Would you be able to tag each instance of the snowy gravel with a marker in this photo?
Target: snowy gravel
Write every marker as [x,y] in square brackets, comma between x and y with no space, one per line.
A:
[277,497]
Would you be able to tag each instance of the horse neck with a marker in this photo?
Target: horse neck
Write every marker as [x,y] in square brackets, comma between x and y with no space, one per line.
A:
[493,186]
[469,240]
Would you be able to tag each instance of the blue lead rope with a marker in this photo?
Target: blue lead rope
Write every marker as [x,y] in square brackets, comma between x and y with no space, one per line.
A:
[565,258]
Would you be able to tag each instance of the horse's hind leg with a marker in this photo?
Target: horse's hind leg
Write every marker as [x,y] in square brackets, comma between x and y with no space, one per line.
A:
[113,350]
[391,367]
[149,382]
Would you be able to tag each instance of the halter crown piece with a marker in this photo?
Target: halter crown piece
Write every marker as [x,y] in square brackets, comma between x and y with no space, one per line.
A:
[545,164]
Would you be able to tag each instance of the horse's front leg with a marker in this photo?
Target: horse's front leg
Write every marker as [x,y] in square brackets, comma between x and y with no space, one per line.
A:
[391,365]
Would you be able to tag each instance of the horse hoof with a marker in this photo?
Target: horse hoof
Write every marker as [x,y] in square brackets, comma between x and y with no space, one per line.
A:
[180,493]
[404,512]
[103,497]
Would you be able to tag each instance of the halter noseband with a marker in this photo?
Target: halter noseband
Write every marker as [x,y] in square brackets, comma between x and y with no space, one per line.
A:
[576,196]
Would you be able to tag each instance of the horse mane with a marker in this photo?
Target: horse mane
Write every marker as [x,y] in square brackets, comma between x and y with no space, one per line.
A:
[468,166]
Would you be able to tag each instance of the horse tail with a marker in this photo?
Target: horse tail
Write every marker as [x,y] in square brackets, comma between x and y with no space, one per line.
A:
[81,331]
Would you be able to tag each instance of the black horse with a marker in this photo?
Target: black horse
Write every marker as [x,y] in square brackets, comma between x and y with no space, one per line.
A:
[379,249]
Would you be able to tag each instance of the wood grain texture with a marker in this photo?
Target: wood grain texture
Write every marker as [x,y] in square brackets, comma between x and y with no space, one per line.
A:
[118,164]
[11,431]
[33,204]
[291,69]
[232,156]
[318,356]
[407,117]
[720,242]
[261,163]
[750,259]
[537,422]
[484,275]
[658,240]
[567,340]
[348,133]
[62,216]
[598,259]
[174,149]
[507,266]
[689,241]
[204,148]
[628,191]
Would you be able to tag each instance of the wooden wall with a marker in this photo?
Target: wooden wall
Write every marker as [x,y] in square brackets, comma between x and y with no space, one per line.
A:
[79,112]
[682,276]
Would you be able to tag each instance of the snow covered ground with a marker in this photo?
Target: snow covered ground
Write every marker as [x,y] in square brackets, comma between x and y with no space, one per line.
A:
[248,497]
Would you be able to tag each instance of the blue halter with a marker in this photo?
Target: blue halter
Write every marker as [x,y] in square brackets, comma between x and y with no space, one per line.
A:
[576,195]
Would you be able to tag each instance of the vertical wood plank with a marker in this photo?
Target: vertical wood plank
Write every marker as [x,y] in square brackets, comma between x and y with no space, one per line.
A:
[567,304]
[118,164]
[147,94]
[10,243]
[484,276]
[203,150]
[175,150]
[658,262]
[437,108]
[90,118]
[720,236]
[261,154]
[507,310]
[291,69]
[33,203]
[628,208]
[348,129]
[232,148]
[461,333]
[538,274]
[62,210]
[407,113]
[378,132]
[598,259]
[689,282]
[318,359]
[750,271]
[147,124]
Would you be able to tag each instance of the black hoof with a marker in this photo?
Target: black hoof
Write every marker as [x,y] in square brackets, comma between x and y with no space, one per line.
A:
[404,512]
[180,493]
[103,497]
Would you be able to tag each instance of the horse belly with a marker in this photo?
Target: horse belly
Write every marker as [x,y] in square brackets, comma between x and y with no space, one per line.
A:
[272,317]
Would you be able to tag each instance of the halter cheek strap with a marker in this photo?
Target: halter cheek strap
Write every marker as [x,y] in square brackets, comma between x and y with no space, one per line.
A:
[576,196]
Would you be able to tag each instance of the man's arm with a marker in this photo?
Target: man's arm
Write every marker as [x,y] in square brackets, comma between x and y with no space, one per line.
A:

Required task -> Please render all of the material above as a Markdown table with the columns Row and Line, giving each line its own numbered row and leaving out blank lines.

Task answer ->
| Row | Line |
|---|---|
| 1 | Would you be able to tag each instance of the snowy gravel with a marker in this photo? |
| 2 | Target: snowy gravel |
| 3 | Write every marker as [x,y] in square brackets, comma between x and y with no space, one per line. |
| 4 | A: |
| 5 | [277,497] |
| 6 | Would you be able to tag each instance of the horse neck with a marker in this photo? |
| 7 | Target: horse neck |
| 8 | Write every marker as [x,y] in square brackets, comma between x and y with no space, one per line. |
| 9 | A: |
| 10 | [493,186] |
| 11 | [469,240] |
| 12 | Would you be able to tag each instance of the blue lead rope with a marker in this photo? |
| 13 | Target: blue lead rope |
| 14 | Write every marker as [x,y] in square brackets, comma between x and y with no space, one per line. |
| 15 | A: |
| 16 | [565,258] |
| 17 | Would you be able to tag each instance of the horse's hind leg with a marker in this photo? |
| 18 | Target: horse's hind leg |
| 19 | Write every marker as [x,y] in square brackets, comma between x and y with no space, one per line. |
| 20 | A: |
| 21 | [113,350] |
| 22 | [391,367] |
| 23 | [149,382] |
| 24 | Would you be able to tag each instance of the halter crown piece with a marker in this photo? |
| 25 | Target: halter crown piece |
| 26 | Write every marker as [x,y] in square brackets, comma between x and y with no space, one per line. |
| 27 | A: |
| 28 | [545,164] |
| 29 | Would you be able to tag each instance of the horse's front leg with a marker in this photo? |
| 30 | Target: horse's front leg |
| 31 | Write every marker as [x,y] in square brackets, comma between x and y with no space, one per line. |
| 32 | A: |
| 33 | [391,365] |
| 34 | Would you be able to tag each instance of the horse hoof with a marker in this photo? |
| 35 | Target: horse hoof |
| 36 | Write every marker as [x,y] in square brackets, comma between x and y with no space, one per line. |
| 37 | A: |
| 38 | [180,493] |
| 39 | [404,512] |
| 40 | [103,497] |
| 41 | Would you be able to tag each instance of the halter noseband with a marker in this photo? |
| 42 | Target: halter noseband |
| 43 | Write every marker as [x,y] in square brackets, comma between x and y with no space, one per line. |
| 44 | A: |
| 45 | [576,196] |
| 46 | Would you be able to tag each instance of the horse mane with a marker in this photo? |
| 47 | Target: horse mane |
| 48 | Write every marker as [x,y] in square brackets, comma between x and y with no space, one per line. |
| 49 | A: |
| 50 | [468,166] |
| 51 | Would you be able to tag each instance of the horse tail with a marker in this photo? |
| 52 | Target: horse tail |
| 53 | Write every marker as [x,y] in square brackets, comma between x and y with no space, one per line. |
| 54 | A: |
| 55 | [81,331] |
| 56 | Would you be able to tag each instance of the black horse with a marker in this photo? |
| 57 | Target: black horse |
| 58 | Write every marker as [x,y] in square brackets, comma between x and y with no space, one per line. |
| 59 | A: |
| 60 | [379,249] |
| 61 | Would you be able to tag each instance of the wood grain texture with a marker in this photo? |
| 62 | Target: wood grain texture |
| 63 | Write every marker as [x,y] in square brackets, comma between x and y with no space, one per line. |
| 64 | A: |
| 65 | [118,164] |
| 66 | [11,431] |
| 67 | [33,204] |
| 68 | [291,69] |
| 69 | [232,156] |
| 70 | [318,356] |
| 71 | [407,117] |
| 72 | [720,242] |
| 73 | [261,163] |
| 74 | [750,259] |
| 75 | [537,422] |
| 76 | [484,275] |
| 77 | [658,240] |
| 78 | [567,340] |
| 79 | [348,133] |
| 80 | [62,216] |
| 81 | [598,259] |
| 82 | [174,149] |
| 83 | [507,266] |
| 84 | [689,241] |
| 85 | [204,148] |
| 86 | [628,191] |
| 87 | Would you be able to tag each instance of the wooden wall with a marker in this photo? |
| 88 | Target: wooden wall |
| 89 | Write every marker as [x,y] in square brackets, comma between x and y with no space, one per line. |
| 90 | A: |
| 91 | [79,112] |
| 92 | [682,276] |
| 93 | Would you be able to tag each instance of the snow covered ground with a marker in this photo? |
| 94 | Target: snow covered ground |
| 95 | Write every marker as [x,y] in square brackets, comma between x and y with no space, one per line. |
| 96 | A: |
| 97 | [248,497] |
| 98 | Would you be able to tag each instance of the blue halter with a marker in this photo? |
| 99 | Target: blue halter |
| 100 | Write every marker as [x,y] in square brackets, comma between x and y with no space, one per line. |
| 101 | A: |
| 102 | [576,195] |
| 103 | Would you be able to tag each instance of the vertical wood plank with a marker in this photo? |
| 104 | Target: vertical wood plank |
| 105 | Write every marker as [x,y] in square brackets, comma between x and y with no space, one per line. |
| 106 | A: |
| 107 | [567,304] |
| 108 | [118,164] |
| 109 | [147,94] |
| 110 | [10,243] |
| 111 | [484,276] |
| 112 | [203,150] |
| 113 | [175,150] |
| 114 | [658,262] |
| 115 | [437,108] |
| 116 | [90,118] |
| 117 | [720,236] |
| 118 | [261,154] |
| 119 | [507,310] |
| 120 | [291,69] |
| 121 | [33,203] |
| 122 | [628,208] |
| 123 | [348,129] |
| 124 | [232,148] |
| 125 | [461,333] |
| 126 | [538,274] |
| 127 | [62,210] |
| 128 | [407,113] |
| 129 | [378,132] |
| 130 | [598,259] |
| 131 | [689,282] |
| 132 | [318,359] |
| 133 | [750,271] |
| 134 | [147,124] |
| 135 | Would you be able to tag each instance of the black hoof with a marker in this photo? |
| 136 | Target: black hoof |
| 137 | Write every marker as [x,y] in square brackets, comma between x and y with no space, one per line. |
| 138 | A: |
| 139 | [404,512] |
| 140 | [180,493] |
| 141 | [103,497] |
| 142 | Would you be able to tag each instance of the horse belly with a marker in this photo? |
| 143 | Target: horse belly |
| 144 | Write every marker as [x,y] in square brackets, comma between x and y with no space, one per line. |
| 145 | A: |
| 146 | [272,317] |
| 147 | Would you be able to tag each instance of the halter cheek strap with a marker in this photo? |
| 148 | Target: halter cheek strap |
| 149 | Write every marker as [x,y] in square brackets, comma between x and y with no space, one per line. |
| 150 | A: |
| 151 | [576,196] |
| 152 | Would you be able to tag each instance of the man's arm with a marker in this photo? |
| 153 | Target: man's arm |
| 154 | Write every marker as [x,y] in square brackets, comma between x and y with no space, one per line. |
| 155 | A: |